(Supplied data begins)

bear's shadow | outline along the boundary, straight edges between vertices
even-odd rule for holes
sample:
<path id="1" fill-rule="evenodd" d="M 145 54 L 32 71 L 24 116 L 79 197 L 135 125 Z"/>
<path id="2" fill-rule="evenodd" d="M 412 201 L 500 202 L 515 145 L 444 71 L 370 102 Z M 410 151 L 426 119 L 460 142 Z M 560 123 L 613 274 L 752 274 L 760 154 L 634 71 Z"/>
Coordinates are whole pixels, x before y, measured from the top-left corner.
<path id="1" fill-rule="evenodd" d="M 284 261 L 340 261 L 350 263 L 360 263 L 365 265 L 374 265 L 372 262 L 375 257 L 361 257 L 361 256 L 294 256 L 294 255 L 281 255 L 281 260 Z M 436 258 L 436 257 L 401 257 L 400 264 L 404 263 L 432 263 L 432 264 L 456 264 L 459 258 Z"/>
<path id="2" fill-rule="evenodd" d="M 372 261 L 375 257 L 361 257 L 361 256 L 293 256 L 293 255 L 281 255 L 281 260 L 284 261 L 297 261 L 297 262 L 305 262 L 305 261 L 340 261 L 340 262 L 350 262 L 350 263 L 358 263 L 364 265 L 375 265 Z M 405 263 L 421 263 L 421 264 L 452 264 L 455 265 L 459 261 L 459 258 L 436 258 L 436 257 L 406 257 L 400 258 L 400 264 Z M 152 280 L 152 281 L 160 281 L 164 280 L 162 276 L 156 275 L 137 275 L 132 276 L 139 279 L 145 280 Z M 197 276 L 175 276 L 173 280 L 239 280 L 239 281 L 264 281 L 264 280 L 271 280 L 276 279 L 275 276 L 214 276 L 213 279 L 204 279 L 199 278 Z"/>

(Supplied data ends)

Your goal. All of the records above are to be set down again exactly.

Exercise solution.
bear's shadow | outline along the boundary, straight edges between vertices
even-odd rule for holes
sample:
<path id="1" fill-rule="evenodd" d="M 145 54 L 32 71 L 24 116 L 79 197 L 135 125 Z"/>
<path id="2" fill-rule="evenodd" d="M 412 201 L 500 202 L 515 145 L 444 71 L 370 102 Z M 410 151 L 426 119 L 460 142 Z M 560 123 L 613 274 L 752 274 L 760 154 L 634 71 Z"/>
Coordinates are whole pixels, x before y, measured from the top-left corner.
<path id="1" fill-rule="evenodd" d="M 284 261 L 340 261 L 350 263 L 360 263 L 365 265 L 374 265 L 372 262 L 375 257 L 361 257 L 361 256 L 294 256 L 294 255 L 281 255 L 281 260 Z M 436 258 L 436 257 L 401 257 L 400 264 L 404 263 L 432 263 L 432 264 L 456 264 L 459 258 Z"/>
<path id="2" fill-rule="evenodd" d="M 372 261 L 375 257 L 361 257 L 361 256 L 293 256 L 293 255 L 281 255 L 281 260 L 284 261 L 297 261 L 297 262 L 305 262 L 305 261 L 340 261 L 340 262 L 350 262 L 350 263 L 358 263 L 364 265 L 375 265 Z M 405 263 L 421 263 L 421 264 L 452 264 L 455 265 L 459 261 L 459 258 L 436 258 L 436 257 L 406 257 L 400 258 L 400 264 Z M 152 280 L 152 281 L 160 281 L 164 280 L 162 276 L 156 275 L 137 275 L 132 276 L 139 279 L 145 280 Z M 197 276 L 175 276 L 173 280 L 239 280 L 239 281 L 264 281 L 264 280 L 271 280 L 276 279 L 275 276 L 214 276 L 213 279 L 204 279 L 199 278 Z"/>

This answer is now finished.